▶ _Task details_
All lines ahead of the one containing "of the shrub" are to be left out; that line and each one after it, through the end of the records below, are to be duplicated exactly.

(Point-per-instance localization data)
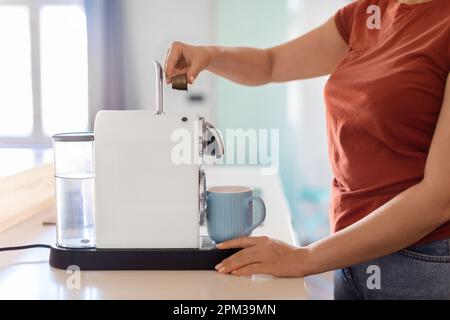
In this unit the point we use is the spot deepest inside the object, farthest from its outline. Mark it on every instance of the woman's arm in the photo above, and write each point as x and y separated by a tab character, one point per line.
314	54
399	223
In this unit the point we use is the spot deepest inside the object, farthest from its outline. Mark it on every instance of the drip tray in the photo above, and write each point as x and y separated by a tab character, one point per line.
204	258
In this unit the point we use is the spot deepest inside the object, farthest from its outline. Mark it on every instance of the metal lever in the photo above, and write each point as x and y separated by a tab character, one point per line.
220	150
159	88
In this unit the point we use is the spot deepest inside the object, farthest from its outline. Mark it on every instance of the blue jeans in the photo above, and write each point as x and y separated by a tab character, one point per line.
417	272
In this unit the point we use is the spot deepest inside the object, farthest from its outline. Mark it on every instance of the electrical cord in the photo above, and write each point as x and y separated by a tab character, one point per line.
30	246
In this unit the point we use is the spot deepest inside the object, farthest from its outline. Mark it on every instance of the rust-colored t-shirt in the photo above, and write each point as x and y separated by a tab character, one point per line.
383	102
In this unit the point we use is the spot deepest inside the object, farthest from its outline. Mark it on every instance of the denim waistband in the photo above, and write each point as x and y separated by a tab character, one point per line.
435	248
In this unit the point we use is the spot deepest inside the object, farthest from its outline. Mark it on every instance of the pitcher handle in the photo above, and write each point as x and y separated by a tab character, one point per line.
262	214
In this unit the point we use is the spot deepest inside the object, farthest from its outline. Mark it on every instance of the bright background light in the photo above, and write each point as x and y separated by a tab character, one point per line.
16	98
64	78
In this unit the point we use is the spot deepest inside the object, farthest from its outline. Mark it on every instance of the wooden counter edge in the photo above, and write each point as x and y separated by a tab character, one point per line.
25	194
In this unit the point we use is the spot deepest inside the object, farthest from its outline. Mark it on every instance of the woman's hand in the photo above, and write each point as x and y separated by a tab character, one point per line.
183	58
262	255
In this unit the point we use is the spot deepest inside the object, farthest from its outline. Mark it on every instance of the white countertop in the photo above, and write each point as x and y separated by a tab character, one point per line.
27	274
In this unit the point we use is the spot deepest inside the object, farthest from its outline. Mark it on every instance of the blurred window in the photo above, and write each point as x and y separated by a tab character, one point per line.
43	63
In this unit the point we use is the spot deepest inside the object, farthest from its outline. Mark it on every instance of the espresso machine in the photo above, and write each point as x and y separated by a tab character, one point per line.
149	195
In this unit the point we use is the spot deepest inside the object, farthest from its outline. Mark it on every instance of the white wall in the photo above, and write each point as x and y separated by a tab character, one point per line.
305	106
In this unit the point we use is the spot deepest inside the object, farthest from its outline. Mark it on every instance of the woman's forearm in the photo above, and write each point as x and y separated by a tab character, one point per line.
399	223
247	66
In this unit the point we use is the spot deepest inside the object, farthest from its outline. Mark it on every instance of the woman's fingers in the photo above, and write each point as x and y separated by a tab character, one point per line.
255	268
174	54
239	260
242	242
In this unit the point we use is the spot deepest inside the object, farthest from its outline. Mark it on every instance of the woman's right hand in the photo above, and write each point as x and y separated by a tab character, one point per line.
184	58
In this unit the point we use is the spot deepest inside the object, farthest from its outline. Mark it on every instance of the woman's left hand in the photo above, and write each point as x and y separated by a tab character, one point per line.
262	255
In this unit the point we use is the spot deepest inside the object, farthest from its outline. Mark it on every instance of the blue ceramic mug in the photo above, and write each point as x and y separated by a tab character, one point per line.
230	212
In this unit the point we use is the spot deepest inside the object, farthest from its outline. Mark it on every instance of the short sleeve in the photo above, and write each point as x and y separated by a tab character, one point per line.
344	20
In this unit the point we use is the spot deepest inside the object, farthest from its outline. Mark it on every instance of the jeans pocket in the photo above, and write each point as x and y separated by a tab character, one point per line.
437	252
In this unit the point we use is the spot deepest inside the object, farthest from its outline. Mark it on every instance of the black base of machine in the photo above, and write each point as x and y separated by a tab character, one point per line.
137	259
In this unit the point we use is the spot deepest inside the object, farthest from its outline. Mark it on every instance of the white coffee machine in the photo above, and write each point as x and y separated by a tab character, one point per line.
150	191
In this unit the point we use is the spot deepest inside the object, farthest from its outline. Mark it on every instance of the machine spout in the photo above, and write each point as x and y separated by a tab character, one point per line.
159	88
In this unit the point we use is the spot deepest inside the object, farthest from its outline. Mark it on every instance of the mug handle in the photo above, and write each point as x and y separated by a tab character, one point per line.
262	212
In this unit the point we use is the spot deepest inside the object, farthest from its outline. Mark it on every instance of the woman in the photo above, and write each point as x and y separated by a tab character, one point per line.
388	121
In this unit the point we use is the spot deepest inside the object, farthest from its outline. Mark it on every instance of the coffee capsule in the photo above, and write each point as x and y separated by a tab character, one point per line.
179	82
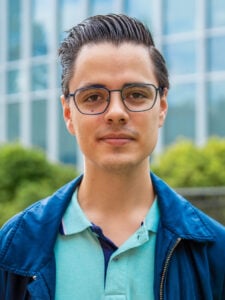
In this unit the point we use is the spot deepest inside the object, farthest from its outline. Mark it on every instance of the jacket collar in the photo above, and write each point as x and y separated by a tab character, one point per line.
41	223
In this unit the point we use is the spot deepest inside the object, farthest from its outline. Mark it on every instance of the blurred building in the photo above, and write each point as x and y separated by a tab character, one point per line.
191	35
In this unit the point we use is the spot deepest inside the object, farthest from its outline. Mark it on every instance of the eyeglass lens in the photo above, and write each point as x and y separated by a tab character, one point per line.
96	100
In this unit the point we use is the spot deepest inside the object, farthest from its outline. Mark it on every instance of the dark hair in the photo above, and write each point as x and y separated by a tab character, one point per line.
111	28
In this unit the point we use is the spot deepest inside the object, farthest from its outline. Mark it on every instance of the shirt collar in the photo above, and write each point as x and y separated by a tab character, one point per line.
74	219
151	221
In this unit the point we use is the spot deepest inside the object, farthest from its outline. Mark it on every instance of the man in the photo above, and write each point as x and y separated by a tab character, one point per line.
117	232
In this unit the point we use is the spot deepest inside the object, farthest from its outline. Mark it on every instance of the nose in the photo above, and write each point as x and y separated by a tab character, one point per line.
116	112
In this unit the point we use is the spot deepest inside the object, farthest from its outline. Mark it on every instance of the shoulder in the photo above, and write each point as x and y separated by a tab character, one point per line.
37	222
182	218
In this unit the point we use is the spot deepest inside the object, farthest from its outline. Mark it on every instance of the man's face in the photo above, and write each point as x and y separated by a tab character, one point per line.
118	139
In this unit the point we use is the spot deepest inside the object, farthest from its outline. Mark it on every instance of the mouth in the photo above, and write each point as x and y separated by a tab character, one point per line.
116	139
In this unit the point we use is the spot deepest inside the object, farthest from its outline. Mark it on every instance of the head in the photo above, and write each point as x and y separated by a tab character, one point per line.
112	28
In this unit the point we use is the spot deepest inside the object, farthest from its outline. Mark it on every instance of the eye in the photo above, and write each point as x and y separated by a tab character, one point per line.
91	96
138	93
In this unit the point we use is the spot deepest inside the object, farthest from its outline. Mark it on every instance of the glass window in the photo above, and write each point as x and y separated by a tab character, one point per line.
39	77
67	143
215	13
181	57
13	121
13	80
215	53
14	29
42	26
39	122
180	121
216	107
101	7
69	16
144	10
178	16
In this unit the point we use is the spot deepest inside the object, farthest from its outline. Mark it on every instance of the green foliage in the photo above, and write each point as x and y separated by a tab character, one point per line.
186	165
26	176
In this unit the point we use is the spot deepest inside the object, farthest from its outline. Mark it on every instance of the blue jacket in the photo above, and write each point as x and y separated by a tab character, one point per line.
190	249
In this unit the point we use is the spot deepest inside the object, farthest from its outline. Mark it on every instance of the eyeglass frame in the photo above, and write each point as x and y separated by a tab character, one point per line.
157	90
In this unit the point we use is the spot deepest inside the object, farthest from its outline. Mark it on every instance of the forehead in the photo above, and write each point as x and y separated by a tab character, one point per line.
102	62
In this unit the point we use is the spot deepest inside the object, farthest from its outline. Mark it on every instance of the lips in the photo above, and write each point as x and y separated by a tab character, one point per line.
117	139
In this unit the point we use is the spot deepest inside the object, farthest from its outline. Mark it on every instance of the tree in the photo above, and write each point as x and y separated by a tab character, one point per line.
186	165
27	176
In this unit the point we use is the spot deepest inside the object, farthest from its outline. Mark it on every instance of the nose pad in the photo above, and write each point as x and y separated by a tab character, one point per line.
116	111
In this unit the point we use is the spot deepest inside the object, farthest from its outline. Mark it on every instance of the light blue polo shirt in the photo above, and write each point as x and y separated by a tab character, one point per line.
80	260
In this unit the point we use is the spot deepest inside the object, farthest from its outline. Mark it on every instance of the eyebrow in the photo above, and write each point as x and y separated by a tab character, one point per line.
98	85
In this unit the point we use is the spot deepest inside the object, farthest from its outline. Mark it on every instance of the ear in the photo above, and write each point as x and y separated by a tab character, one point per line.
67	115
163	107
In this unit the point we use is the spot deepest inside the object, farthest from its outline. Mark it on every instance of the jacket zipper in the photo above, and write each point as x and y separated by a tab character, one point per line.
161	293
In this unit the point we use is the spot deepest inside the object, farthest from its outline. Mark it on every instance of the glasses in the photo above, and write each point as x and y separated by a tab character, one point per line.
95	100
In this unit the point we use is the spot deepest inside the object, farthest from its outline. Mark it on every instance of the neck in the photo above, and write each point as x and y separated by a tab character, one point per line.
116	201
113	192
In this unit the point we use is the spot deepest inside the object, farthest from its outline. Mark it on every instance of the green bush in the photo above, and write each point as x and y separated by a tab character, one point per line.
186	165
27	176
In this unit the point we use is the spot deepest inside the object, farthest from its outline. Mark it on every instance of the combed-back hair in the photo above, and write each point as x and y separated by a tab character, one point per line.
112	28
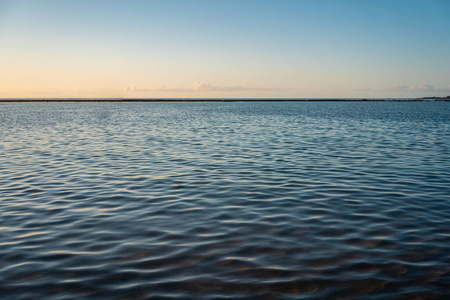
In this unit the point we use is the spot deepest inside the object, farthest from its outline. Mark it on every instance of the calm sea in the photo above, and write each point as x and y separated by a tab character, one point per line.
309	200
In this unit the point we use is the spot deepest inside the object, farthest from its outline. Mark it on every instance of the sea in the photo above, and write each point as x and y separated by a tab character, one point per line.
240	200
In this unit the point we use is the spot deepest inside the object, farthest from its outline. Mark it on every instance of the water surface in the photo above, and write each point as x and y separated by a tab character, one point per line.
225	200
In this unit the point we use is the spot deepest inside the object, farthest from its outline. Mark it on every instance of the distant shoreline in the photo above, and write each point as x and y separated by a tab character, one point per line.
445	99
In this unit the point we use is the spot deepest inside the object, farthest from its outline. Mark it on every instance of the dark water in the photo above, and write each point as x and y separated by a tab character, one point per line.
225	201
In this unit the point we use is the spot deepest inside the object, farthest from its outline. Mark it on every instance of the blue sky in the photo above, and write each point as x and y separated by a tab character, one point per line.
192	49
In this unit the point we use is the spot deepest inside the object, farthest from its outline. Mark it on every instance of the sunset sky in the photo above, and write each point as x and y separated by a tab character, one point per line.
224	49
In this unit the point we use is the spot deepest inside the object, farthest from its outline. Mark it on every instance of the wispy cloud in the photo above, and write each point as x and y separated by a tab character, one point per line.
202	86
424	87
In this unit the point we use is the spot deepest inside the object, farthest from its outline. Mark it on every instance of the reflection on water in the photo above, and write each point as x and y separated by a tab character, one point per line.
225	200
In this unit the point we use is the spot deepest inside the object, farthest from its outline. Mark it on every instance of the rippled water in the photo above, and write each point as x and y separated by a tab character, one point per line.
225	200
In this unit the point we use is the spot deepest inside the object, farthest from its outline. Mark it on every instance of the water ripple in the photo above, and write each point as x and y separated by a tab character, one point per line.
225	201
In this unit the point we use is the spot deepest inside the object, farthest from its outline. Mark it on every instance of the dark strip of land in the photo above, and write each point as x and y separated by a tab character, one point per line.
222	100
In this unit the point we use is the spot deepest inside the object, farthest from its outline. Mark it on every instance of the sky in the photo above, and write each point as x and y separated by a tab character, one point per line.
224	48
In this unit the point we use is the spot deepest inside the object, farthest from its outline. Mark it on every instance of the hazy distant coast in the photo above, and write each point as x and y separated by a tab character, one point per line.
424	99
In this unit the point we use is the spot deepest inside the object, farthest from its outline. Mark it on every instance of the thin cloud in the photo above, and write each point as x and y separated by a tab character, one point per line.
202	86
424	87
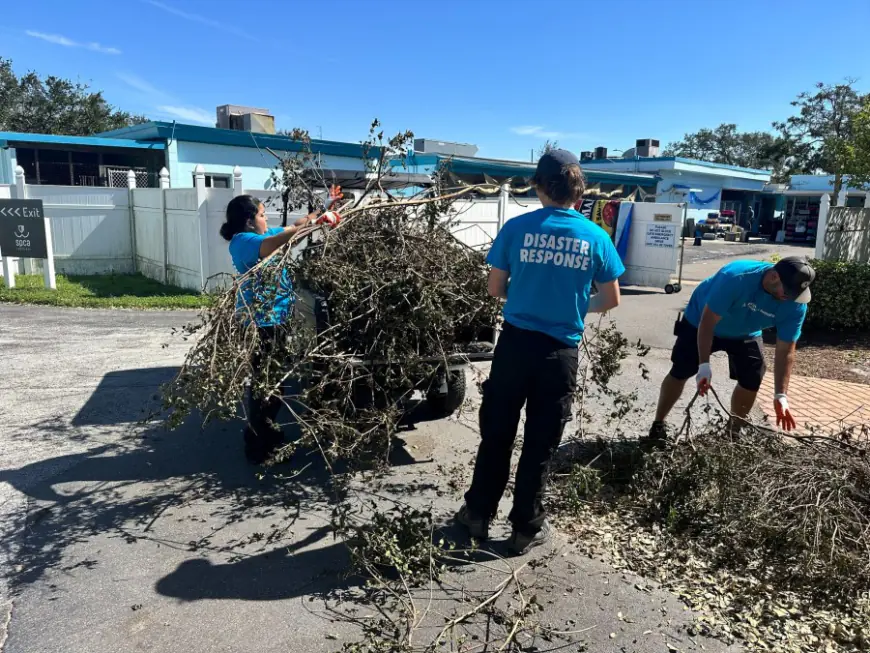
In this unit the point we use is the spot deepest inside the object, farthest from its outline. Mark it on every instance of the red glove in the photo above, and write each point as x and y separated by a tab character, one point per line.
783	414
335	194
330	218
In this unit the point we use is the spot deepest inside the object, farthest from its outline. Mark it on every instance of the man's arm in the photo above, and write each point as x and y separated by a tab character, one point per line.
608	297
783	363
496	283
706	328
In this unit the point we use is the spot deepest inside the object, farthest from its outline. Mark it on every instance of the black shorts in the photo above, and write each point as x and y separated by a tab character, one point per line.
745	356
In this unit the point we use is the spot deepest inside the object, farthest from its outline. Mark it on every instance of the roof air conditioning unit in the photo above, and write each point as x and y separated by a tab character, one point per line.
248	119
647	147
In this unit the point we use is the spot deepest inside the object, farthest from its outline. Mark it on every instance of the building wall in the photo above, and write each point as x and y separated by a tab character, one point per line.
257	165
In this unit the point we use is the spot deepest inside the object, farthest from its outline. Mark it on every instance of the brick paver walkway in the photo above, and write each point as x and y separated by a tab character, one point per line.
819	401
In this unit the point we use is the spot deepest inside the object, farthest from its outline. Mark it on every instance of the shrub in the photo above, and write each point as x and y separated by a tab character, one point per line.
841	296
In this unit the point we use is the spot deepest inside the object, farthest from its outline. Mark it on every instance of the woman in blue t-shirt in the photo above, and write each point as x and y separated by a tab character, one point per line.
267	300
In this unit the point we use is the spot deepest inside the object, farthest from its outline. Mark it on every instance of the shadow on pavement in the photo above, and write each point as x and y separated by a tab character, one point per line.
282	573
126	490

▶ _Task solution_
In this unit the point we use is the spot deepest inside the object, farthest from its outline. Mark it on every instance of the shrub in the photo above, and write each point as x and y separated by a tab character, one point per line.
841	296
In this unit the point we use is the spot deepest inside the object, farthest from its outline. Mark it on every instance of the woman in blue t-shirt in the photo above, and write each point as x and y separated by a tab character, one point per line.
267	300
In this unit the point we use is the spot deepest inside the object, farthest from its outline. Mark it on every instance of the shadow on pavement in the photo above, and write each point as x and y separated by a tab character, one point per line.
282	573
126	490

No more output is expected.